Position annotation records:
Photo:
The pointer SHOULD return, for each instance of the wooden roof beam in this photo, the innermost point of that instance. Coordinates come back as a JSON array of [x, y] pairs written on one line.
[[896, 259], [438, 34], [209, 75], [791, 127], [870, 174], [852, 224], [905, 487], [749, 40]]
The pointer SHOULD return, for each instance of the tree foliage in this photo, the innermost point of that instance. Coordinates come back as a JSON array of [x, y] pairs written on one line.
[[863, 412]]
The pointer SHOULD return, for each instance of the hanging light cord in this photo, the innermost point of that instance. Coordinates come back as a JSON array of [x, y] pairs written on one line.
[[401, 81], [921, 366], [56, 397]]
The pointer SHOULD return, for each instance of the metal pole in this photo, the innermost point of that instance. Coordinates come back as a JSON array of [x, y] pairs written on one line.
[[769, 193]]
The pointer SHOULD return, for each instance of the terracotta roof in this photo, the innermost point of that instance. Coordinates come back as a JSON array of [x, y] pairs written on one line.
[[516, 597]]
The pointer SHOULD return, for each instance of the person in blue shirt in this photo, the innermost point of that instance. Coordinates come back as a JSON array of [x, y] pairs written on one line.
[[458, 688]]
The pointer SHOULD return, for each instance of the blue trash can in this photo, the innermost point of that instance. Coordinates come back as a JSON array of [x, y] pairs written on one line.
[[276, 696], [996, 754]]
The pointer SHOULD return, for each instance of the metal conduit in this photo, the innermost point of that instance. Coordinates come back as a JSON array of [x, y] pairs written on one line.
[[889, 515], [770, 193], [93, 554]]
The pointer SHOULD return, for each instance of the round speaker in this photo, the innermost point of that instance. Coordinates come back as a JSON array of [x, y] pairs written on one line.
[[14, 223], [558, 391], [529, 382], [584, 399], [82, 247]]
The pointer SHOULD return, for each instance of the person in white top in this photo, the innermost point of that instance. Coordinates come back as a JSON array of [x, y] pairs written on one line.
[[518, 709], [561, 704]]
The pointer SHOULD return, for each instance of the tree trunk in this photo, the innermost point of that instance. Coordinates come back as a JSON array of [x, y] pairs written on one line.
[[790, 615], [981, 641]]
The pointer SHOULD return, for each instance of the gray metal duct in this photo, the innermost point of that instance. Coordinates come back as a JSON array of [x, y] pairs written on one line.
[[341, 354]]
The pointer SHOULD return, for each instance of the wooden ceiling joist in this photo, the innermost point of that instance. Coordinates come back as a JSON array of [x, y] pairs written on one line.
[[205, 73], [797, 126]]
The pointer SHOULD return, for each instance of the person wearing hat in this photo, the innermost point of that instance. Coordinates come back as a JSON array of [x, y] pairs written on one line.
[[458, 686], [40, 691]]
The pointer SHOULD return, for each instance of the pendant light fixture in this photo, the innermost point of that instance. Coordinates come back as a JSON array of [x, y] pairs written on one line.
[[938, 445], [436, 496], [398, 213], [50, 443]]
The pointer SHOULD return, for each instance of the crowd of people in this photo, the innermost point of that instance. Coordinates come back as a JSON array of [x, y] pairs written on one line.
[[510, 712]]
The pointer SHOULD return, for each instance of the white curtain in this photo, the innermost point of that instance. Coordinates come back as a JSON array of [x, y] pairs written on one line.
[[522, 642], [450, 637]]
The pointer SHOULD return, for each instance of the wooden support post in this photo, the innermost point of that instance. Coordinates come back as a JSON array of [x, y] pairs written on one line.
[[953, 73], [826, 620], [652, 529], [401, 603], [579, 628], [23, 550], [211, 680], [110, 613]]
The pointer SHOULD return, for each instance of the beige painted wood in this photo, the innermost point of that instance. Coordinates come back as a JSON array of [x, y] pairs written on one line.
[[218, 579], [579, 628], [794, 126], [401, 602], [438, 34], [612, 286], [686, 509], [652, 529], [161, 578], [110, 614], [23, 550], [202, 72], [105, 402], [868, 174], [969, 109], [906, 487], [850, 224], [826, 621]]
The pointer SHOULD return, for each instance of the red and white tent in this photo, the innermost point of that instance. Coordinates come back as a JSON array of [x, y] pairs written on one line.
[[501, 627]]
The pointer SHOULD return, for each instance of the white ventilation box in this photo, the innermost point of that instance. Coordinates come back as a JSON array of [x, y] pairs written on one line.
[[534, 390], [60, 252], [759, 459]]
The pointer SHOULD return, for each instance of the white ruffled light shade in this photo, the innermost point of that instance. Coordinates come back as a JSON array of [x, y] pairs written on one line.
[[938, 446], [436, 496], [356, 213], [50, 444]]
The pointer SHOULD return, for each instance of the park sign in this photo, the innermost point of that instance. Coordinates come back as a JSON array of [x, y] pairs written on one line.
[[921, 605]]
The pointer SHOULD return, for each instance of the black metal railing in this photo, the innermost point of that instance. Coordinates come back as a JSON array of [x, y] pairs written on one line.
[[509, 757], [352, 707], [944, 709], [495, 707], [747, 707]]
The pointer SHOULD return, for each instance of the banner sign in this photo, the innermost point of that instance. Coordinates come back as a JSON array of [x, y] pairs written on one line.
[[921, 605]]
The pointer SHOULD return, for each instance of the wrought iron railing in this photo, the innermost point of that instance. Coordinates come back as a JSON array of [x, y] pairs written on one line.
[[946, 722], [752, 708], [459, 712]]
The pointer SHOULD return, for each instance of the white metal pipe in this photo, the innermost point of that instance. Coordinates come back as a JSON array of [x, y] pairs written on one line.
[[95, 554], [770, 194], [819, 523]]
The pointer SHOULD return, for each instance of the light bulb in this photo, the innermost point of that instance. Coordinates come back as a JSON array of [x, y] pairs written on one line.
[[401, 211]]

Stated problem: Write out each of the lines above again, swapping "innermost point" for "central point" wherever it occurs and keeping everything else unchanged.

Solution to this task:
Photo:
The pointer SHOULD return, for each instance of the wooden roof beam in this photo, the central point of that instance. Coordinates come back as a JSON array of [x, y] pairs written on one line.
[[896, 259], [438, 34], [209, 75], [791, 127], [870, 174], [852, 224], [905, 487], [749, 40]]
The pointer SHOULD return, for each instance of the tree foliage in this photo, the central point of that instance. Coordinates come back as a JSON array of [x, y] pairs written on one line.
[[863, 412]]
The pointer SHOULD return, for each instance of the hanging light cord in this photo, the central point of that instance. Coordinates come back as a JSON array of [x, y] pairs written on one line.
[[401, 81], [921, 366], [56, 397]]
The pointer SHOULD return, for each instance of the metal pole in this photo, the central point of that instance. Coordinates come back as a JSON array of [x, y] pairs written on one line.
[[769, 193]]
The pointer SHOULD return, for each instance of the terracotta roof in this photo, the central point of that instance. Coordinates come back as a JSON array of [x, y] pairs written on one line.
[[516, 597]]
The pointer SHOULD return, for each instance of the person in blue shirt in this photo, the central point of that instance. Coordinates come back as a JSON array of [x, y] pairs written on one line.
[[458, 688]]
The pointer SHOULD return, for each instance of the blue trash can in this photo, the central point of that instance. Coordinates come back as a JSON array of [x, y] pairs written on one line.
[[276, 696], [996, 754]]
The pointer SHOULD return, for each instance of the metal conduit in this photo, the central point of that instance. Coordinates come back as a JSON array of [x, y] pairs written on one line.
[[889, 515], [770, 193], [93, 554]]
The pointer SHOULD return, for each instance of the round speaker in this photo, the central point of that instance. Coordinates come back as a JSON array of [x, y] pairs written on one line.
[[14, 223], [558, 391], [529, 382], [584, 399], [82, 247]]
The pointer SHOULD return, for each instance of the person in white top in this photo, the central point of that instance. Coordinates come back as a JSON array of [x, y] pairs written on one line.
[[518, 709], [561, 704]]
The pointer SHOULD return, for each instance of the tree trunk in this photo, the central point of that instance. Coordinates come back as a JSON array of [x, y] pairs written on one line.
[[790, 615], [981, 641]]
The pointer SHOULD return, for each instance of the gray metal duct in this photo, the central point of that instance. Coordinates come back as a JSON array of [x, y] pairs written on one line.
[[341, 354]]
The pointer SHOULD return, for each instance of the wooden ceiling joist in this photo, the central point of that instance. Coordinates come back as a JSON array of [x, y] pairs written on one line.
[[205, 73], [797, 126]]
The pointer SHOULD return, for each instance of the person wearing hat in this photo, the central point of that instance. Coordinates come back as a JSON array of [x, y] pairs written on one line.
[[458, 686], [40, 691]]
The pointer SHOULD return, for each instance of the pendant light fixture in this photo, the central point of that instance. Coordinates come back as a JSON array of [x, y] pairs written on one line.
[[938, 445], [436, 496], [398, 213], [50, 443]]
The pointer SHOULD return, for each instance of the crowd of people in this photo, the central point of that instance. Coordinates come back as a JSON array of [x, y] pairs written on one line.
[[510, 712]]
The pointer SHOULD return, for each instance of the white curtain in this photo, the central point of that instance. Coordinates come back as a JSON array of [x, y] pairs written on one line.
[[522, 642], [450, 637]]
The pointer SHOULD return, for each instance of the wooden support post in this photo, the central point of that instance. Coordinates come back as a JSON array of [x, y] pairs written on one line.
[[953, 73], [826, 620], [652, 529], [401, 603], [579, 628], [23, 550], [211, 680], [110, 613]]
The pointer SHOULD return, for each instance of the beige painted wood in this photo, the central point of that instance. Coordinates come back as a JSON array of [x, y] pairs written on one line.
[[218, 579], [579, 628], [794, 126], [401, 602], [438, 34], [612, 286], [686, 509], [652, 529], [161, 578], [110, 614], [23, 550], [202, 72], [105, 402], [868, 174], [969, 109], [906, 487], [850, 224], [826, 621]]
The pointer SHOULD return, for each instance of the red and white tent in this photo, the central point of that instance. Coordinates come back as a JSON array of [x, y] pairs written on one line.
[[501, 627]]
The pointer SHOULD return, for each instance of the white ventilation box in this photo, the central point of that instance. Coordinates come back as a JSON array of [x, y] pairs written on one line.
[[534, 390], [60, 252], [759, 459]]
The pointer SHOULD return, for each instance of the white ruffled light shade in this photo, the central point of that instance. Coordinates come back as a JSON array of [x, y] pairs written on one line.
[[938, 446], [436, 496], [356, 213], [50, 444]]
The pointer SHOULD return, for each instance of the park sign in this photo, the central point of that instance. Coordinates come back as a JSON array of [x, y] pairs written on one line.
[[921, 605]]
The pointer SHOULD return, for each instance of the black metal railing in this photo, the central point of that instance. Coordinates come back as a JSON array of [x, y] pairs written on one line.
[[509, 757], [352, 707], [944, 709], [495, 707], [747, 707]]
The pointer SHOULD return, for each instance of the banner sign in this photo, the central point of that instance. Coordinates come back as a JSON array of [x, y] pairs written on one line.
[[921, 605]]
The pointer SHOULD return, for each instance of the wrought iron railing in this photo, the central point of that instance. Coordinates come back as a JSON array of [x, y] pairs written on one line.
[[946, 722], [752, 708], [459, 712]]
The pointer SHOULD return, for each instance of the white metal pipe in this photo, the central point of that instance. Coordinates come back as a JSON array of [x, y] pairs written on one line.
[[95, 554], [770, 194], [819, 523]]
The pointer SHOULD return, for each instance of the light bulb in this photo, the central point of that instance. Coordinates come back as a JSON array of [x, y] pairs written on one line.
[[401, 211]]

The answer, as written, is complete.